■ Requirements
Starting at the line that contains "Could you identify the paving" and stopping after the line that contains "Target: paving stone", recast those listing lines below as a numbered list, leaving out any blank lines.

■ Task input
════════════════

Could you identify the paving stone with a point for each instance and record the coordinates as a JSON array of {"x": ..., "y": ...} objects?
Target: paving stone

════════════════

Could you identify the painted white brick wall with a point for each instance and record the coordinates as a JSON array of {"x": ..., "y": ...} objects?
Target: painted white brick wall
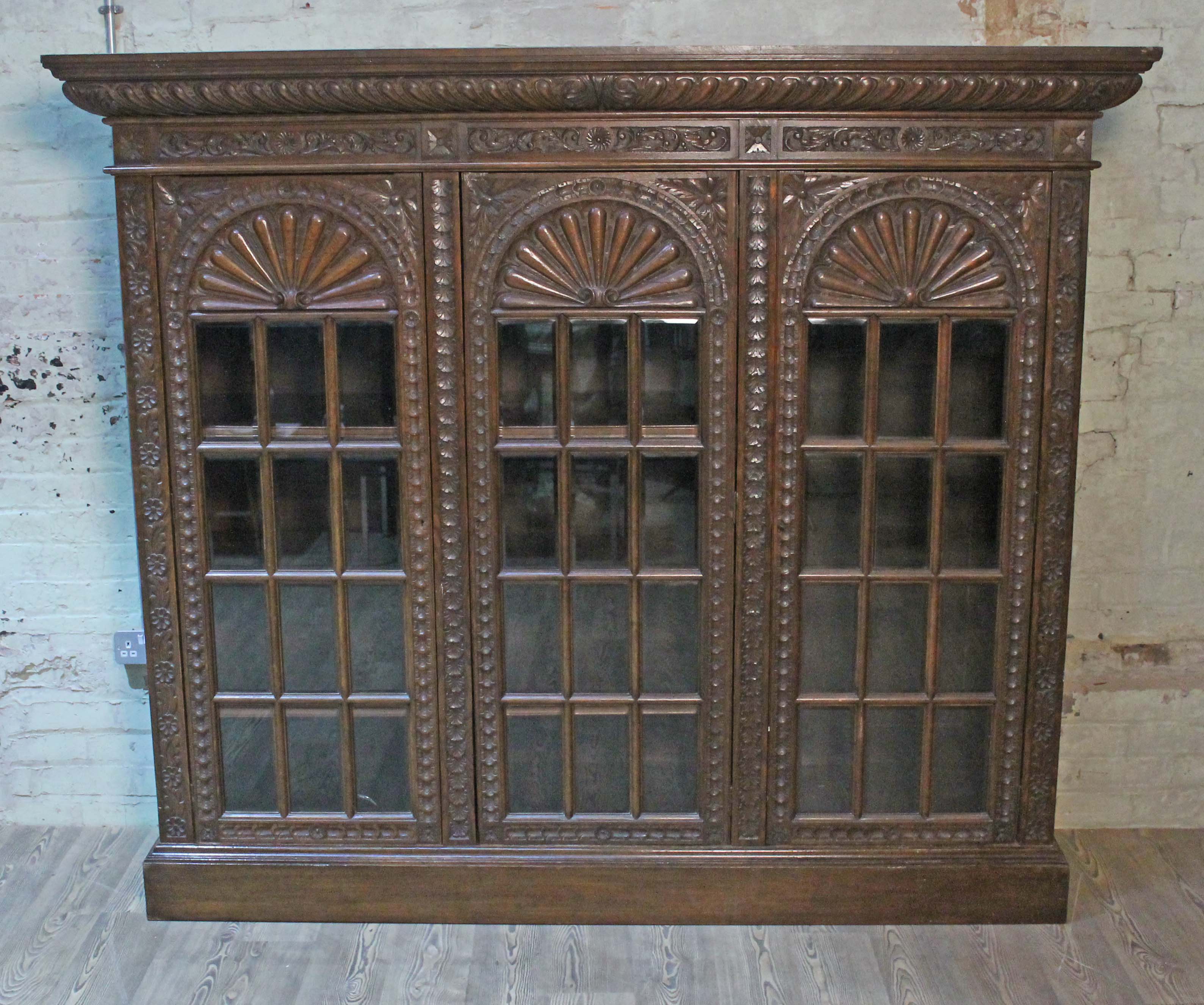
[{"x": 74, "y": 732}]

════════════════

■ Reply
1. Could you identify the paving stone with a point for each instance and record the coordinates as a JSON array of {"x": ..., "y": ...} objects?
2. Target: paving stone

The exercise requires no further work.